──────── Records supplied ────────

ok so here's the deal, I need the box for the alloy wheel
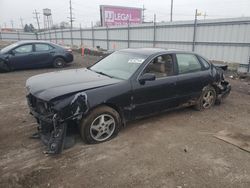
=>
[90,114,115,141]
[202,90,215,109]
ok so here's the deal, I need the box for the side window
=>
[143,54,174,78]
[35,44,52,51]
[176,54,202,74]
[14,44,33,54]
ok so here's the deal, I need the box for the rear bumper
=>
[64,53,74,63]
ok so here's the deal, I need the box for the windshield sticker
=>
[128,59,145,64]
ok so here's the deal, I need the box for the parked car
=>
[26,48,231,154]
[0,41,73,72]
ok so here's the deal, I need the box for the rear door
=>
[9,44,35,69]
[33,43,54,67]
[131,53,179,118]
[175,53,210,104]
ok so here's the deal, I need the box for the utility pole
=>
[153,14,156,47]
[142,5,146,23]
[20,17,24,29]
[33,10,41,31]
[10,20,14,29]
[170,0,173,22]
[68,0,75,28]
[192,9,198,52]
[68,0,75,47]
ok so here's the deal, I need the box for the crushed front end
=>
[213,65,231,103]
[26,92,88,154]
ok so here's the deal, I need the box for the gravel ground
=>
[0,52,250,188]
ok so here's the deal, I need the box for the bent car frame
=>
[26,48,231,154]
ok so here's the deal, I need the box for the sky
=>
[0,0,250,29]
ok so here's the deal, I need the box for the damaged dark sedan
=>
[0,41,73,72]
[26,48,231,154]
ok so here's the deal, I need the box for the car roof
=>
[15,40,52,45]
[118,48,196,56]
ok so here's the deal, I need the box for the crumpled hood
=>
[26,68,122,101]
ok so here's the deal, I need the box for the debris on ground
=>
[214,130,250,153]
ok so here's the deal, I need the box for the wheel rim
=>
[202,90,214,109]
[90,114,115,142]
[55,59,63,67]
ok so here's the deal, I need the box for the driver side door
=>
[131,53,179,118]
[9,44,35,69]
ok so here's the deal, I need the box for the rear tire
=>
[195,85,216,111]
[80,106,121,144]
[53,57,65,68]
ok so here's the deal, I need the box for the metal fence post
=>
[0,27,2,40]
[91,22,95,48]
[17,31,20,40]
[127,20,130,48]
[35,32,38,40]
[70,28,73,47]
[106,25,109,50]
[80,24,83,47]
[49,29,52,42]
[192,9,198,52]
[61,28,64,44]
[153,14,156,47]
[55,29,58,43]
[248,56,250,73]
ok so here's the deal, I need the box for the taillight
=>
[65,48,72,53]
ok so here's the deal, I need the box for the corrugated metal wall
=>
[0,32,37,41]
[1,17,250,71]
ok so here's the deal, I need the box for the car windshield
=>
[90,51,146,80]
[0,43,19,54]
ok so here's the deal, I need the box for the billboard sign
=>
[100,5,142,26]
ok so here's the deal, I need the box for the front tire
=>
[53,57,65,68]
[0,61,11,72]
[80,106,121,144]
[195,85,216,111]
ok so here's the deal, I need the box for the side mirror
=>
[8,50,15,55]
[139,73,156,84]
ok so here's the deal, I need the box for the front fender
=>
[52,92,89,122]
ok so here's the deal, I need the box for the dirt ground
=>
[0,52,250,188]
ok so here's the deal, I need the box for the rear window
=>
[35,44,53,51]
[176,54,202,74]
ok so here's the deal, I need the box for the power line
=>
[33,9,41,31]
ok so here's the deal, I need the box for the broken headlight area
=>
[27,92,89,154]
[215,80,231,104]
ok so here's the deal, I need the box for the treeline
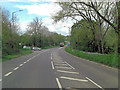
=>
[52,1,119,54]
[71,19,118,54]
[2,9,65,56]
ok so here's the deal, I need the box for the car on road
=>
[60,42,64,47]
[32,47,41,51]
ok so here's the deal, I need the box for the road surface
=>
[2,47,118,89]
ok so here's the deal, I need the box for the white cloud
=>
[15,3,61,16]
[15,2,76,36]
[42,17,74,36]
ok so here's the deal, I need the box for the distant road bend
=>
[2,47,118,89]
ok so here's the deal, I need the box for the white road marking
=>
[24,61,27,64]
[60,76,88,82]
[19,64,23,67]
[65,61,75,69]
[51,56,52,60]
[57,70,79,74]
[55,66,72,69]
[51,53,53,59]
[13,67,19,70]
[4,72,12,77]
[27,59,31,62]
[51,61,55,69]
[55,64,68,66]
[56,78,62,90]
[54,62,66,64]
[0,79,2,81]
[86,77,104,89]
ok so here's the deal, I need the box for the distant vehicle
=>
[60,42,64,47]
[23,46,31,49]
[32,47,41,51]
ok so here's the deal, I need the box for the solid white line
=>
[13,67,19,70]
[19,64,23,67]
[57,70,79,74]
[4,72,12,77]
[56,78,62,89]
[86,77,104,89]
[51,61,55,69]
[55,66,72,69]
[65,61,75,69]
[60,76,88,82]
[0,79,2,81]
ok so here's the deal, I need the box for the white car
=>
[32,47,41,51]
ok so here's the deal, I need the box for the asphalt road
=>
[2,47,118,89]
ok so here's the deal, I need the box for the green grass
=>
[41,45,59,49]
[65,46,119,68]
[2,49,33,62]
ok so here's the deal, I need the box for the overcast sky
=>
[1,0,76,36]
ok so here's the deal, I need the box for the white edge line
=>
[56,78,62,89]
[60,76,88,82]
[51,61,55,69]
[4,72,12,77]
[65,61,75,69]
[86,77,104,89]
[13,67,19,70]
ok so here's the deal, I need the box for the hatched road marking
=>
[55,66,72,69]
[65,61,75,69]
[86,77,104,90]
[60,76,88,82]
[57,70,79,74]
[56,78,62,90]
[4,72,12,77]
[55,64,68,66]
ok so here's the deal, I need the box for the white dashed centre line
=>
[4,72,12,77]
[19,64,23,67]
[60,76,88,82]
[86,77,104,90]
[51,53,52,59]
[24,61,27,64]
[57,70,79,74]
[0,79,2,81]
[51,61,55,69]
[13,67,19,70]
[56,78,62,90]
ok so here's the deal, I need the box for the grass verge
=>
[2,49,32,62]
[65,46,119,68]
[41,46,59,49]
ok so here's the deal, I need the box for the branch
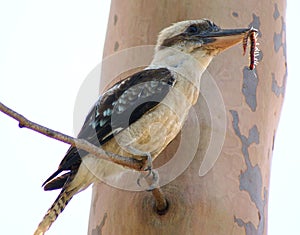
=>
[152,187,168,214]
[0,102,144,170]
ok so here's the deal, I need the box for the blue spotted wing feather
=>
[42,68,175,190]
[78,68,175,145]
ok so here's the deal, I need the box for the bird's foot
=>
[141,152,153,171]
[137,169,159,191]
[137,153,159,191]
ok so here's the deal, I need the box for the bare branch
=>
[152,188,168,214]
[0,101,144,170]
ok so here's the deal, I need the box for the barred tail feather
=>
[34,189,75,235]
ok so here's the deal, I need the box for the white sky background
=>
[0,1,111,234]
[0,1,297,235]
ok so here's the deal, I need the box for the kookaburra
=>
[34,19,253,234]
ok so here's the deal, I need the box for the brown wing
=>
[42,68,175,190]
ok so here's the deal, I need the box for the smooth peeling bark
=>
[88,1,286,234]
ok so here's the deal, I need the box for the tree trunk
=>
[88,1,287,234]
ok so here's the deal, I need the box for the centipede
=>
[243,29,259,70]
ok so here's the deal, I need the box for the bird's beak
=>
[200,27,256,52]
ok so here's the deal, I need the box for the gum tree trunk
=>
[88,1,286,234]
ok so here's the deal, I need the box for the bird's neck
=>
[148,47,212,88]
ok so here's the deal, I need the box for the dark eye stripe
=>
[186,24,199,34]
[159,21,221,49]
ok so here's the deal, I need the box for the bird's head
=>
[155,19,252,68]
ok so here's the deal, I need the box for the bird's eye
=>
[186,25,199,34]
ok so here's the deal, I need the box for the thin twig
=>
[152,187,168,214]
[141,171,168,214]
[0,101,144,170]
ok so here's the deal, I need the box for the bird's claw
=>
[137,169,159,191]
[146,169,159,191]
[136,153,159,191]
[141,152,153,171]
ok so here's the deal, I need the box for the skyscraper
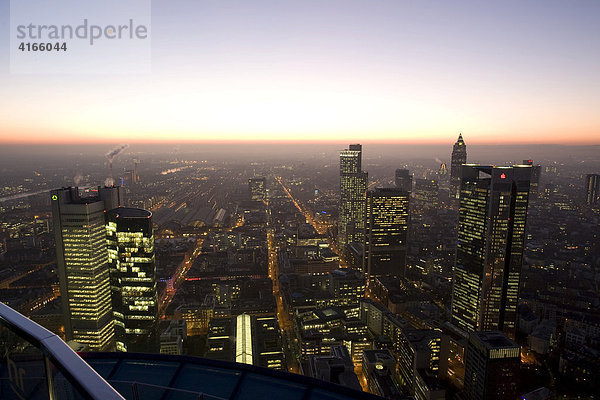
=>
[450,133,467,179]
[585,174,599,205]
[364,188,409,278]
[339,144,368,248]
[395,169,412,192]
[107,207,157,352]
[450,133,467,198]
[51,186,123,351]
[522,160,541,196]
[249,177,267,201]
[463,331,520,400]
[413,178,439,209]
[451,165,531,339]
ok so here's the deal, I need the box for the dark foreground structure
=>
[0,302,382,400]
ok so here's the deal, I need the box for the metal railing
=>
[0,301,124,400]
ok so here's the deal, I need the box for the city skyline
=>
[1,1,599,398]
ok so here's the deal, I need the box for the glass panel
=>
[86,359,118,379]
[309,388,358,400]
[0,324,50,400]
[166,364,242,400]
[47,358,88,400]
[110,360,179,400]
[234,373,306,400]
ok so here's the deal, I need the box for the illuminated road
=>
[159,236,205,317]
[276,176,347,266]
[276,176,327,235]
[267,201,300,374]
[0,260,56,289]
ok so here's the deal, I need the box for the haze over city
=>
[1,0,599,144]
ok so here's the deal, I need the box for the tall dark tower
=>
[107,207,157,352]
[450,133,467,198]
[395,169,412,192]
[363,188,409,278]
[339,144,368,248]
[451,165,531,339]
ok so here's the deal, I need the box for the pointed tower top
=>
[456,133,465,145]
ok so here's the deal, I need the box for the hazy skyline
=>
[1,0,599,144]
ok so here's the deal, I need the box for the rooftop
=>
[83,352,384,400]
[108,207,152,218]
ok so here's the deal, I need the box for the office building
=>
[522,160,541,196]
[463,331,520,400]
[450,133,467,179]
[414,179,439,209]
[362,349,402,399]
[249,177,267,201]
[160,319,187,355]
[585,174,599,205]
[106,207,157,352]
[51,186,122,351]
[450,133,467,198]
[206,313,285,370]
[339,144,368,248]
[307,345,362,392]
[451,165,531,338]
[364,188,409,278]
[395,169,412,192]
[397,329,442,396]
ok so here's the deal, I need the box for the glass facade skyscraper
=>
[339,144,368,248]
[364,188,409,278]
[451,165,531,339]
[106,207,157,352]
[51,186,122,351]
[585,174,600,205]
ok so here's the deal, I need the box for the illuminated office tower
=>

────────

> Your objective:
Your response should be made up of the lines in the data that contain the word "side".

> Problem solution:
ok so here's the deal, I need the box for the side window
ok so here's the deal, I need the box for the driver side door
ok so here's the deal, I need the box for the side mirror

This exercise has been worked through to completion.